* [Text provided]

For a wonderful talk entitled "What is ADHD" by Fintan O'Regan, education director of ADDISS, visit the Dystalk website. The talk covers the following key topics:
- A definition of ADHD
- Causes of ADHD
- Diagnosis of ADHD
- The impact of ADHD
Girls Who Are Smart But Ditzy
I'm not sure if my daughter would actually be diagnosed with ADD, but I have very strong suspicions! She is totally disorganised, very anxious, sensitive, unpredictable, defiant, talks incessantly and is completely unlikeable at times....but funny, sweet and loving at times too. Seeing her in the context of a child with ADD makes it so much easier to tolerate her erratic and sometimes obnoxious behaviour.
Originally ADHD was seen as a thing that hyperactive boys had. Now it is becoming recognised that you can have ADD without the physical hyperactivity and that girls tend to have this form of it. They are the sweet, quiet little girls who sit at the back of the classroom and never cause trouble. They get labelled "sweet but a bit ditzy". If, as is usually the case, they are of above average intelligence, they achieve OK grades in spite of daydreaming most of the time. So good grades and no trouble means not recognised. It means report after report stating "could do better", "if only she would apply herself...".
However, on the inside, these kids are in emotional turmoil. They can't maintain focus, so they feel on the verge of being overwhelmed at any minute. They are terrified of being asked a question in class because they probably won't have heard it fully or will have missed the context and will make a fool of themselves. They know they are clever but never seem to achieve as well as they feel they should. They forget their homework, are late for class, lose their stuff, fall out with friends and have no idea why, etc etc. Often, they put so much effort into holding it all together in school that they just have to let it all out when they get home. There, they are constantly chastised for being cheeky, disobedient, untidy, difficult…. In the end they have virtually no self esteem and go on to become underachieving, frustrated, depressed adults with a string of bad life-choices behind them.

* [Problems to work on]
A: According to the text on ADHD in girls, who gives the talk "What is ADHD"?
B: Write the next paragraph of the text on ADHD in girls, picking up after its final sentence.

* [Data under study]
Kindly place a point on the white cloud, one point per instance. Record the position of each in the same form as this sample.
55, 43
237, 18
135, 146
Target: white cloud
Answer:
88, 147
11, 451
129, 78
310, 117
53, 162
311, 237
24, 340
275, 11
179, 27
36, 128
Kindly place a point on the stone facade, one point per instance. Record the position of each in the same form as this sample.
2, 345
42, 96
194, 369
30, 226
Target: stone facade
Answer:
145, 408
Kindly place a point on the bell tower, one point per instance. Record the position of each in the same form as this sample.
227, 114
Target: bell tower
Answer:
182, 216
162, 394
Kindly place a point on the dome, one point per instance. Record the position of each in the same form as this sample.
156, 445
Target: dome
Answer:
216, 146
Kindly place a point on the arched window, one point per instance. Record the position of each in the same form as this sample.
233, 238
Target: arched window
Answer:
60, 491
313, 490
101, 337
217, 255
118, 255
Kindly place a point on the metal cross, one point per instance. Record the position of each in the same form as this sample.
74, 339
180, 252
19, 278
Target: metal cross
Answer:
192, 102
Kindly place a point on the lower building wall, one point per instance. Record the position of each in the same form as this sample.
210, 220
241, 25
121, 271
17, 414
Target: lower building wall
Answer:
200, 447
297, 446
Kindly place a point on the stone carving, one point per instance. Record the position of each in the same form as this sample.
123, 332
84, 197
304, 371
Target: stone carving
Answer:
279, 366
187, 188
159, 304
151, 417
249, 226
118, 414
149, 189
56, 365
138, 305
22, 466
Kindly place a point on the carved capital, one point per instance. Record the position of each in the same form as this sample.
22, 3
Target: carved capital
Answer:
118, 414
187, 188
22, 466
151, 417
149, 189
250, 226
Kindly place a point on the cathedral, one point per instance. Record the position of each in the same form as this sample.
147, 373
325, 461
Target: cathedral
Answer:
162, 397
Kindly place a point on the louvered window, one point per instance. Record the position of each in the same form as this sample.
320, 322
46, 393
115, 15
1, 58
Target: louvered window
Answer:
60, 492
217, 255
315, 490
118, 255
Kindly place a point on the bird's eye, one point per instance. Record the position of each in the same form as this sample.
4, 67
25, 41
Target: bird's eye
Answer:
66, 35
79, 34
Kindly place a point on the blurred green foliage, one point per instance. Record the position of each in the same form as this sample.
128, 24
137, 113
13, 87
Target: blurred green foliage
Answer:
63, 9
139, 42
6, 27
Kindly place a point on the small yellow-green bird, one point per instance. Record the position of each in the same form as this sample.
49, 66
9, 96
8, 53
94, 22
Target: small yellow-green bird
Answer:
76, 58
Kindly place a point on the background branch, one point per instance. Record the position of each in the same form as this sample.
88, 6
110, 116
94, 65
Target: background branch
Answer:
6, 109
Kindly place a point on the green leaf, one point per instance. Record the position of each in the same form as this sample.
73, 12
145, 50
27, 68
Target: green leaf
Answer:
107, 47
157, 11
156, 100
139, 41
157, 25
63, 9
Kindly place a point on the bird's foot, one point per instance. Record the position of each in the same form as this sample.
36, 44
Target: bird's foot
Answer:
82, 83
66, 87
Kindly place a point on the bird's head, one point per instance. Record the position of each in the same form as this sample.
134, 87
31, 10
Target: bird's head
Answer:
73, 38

* [Answers to the exercise]
A: Fintan O'Regan, education director of ADDISS, gives the talk.

B:
I found all this out by reading a book called Understanding Girls with Ad/HD
by Kathleen Nadeau. If your daughter sounds a little like this, get the book. Even if she doesn't have true ADD, it will give you a new way of looking at her. It has completely changed my relationship with my daughter, as instead of getting angry and exasperated, I feel sorry for her when she loses it and give her love and support. 100% of the time, she responds like a child who is relieved to be heard and understood. It's as if they live on the verge of panic much of the time and need constant reassurance and affirmation.
If you are a teacher, please read the book as you will definitely come across many of these little girls in your classrooms. Speaking as the mother of one fragile little flower, and the adult version of one, I can tell you with certainty that you could transform a child's whole future by recognising this problem.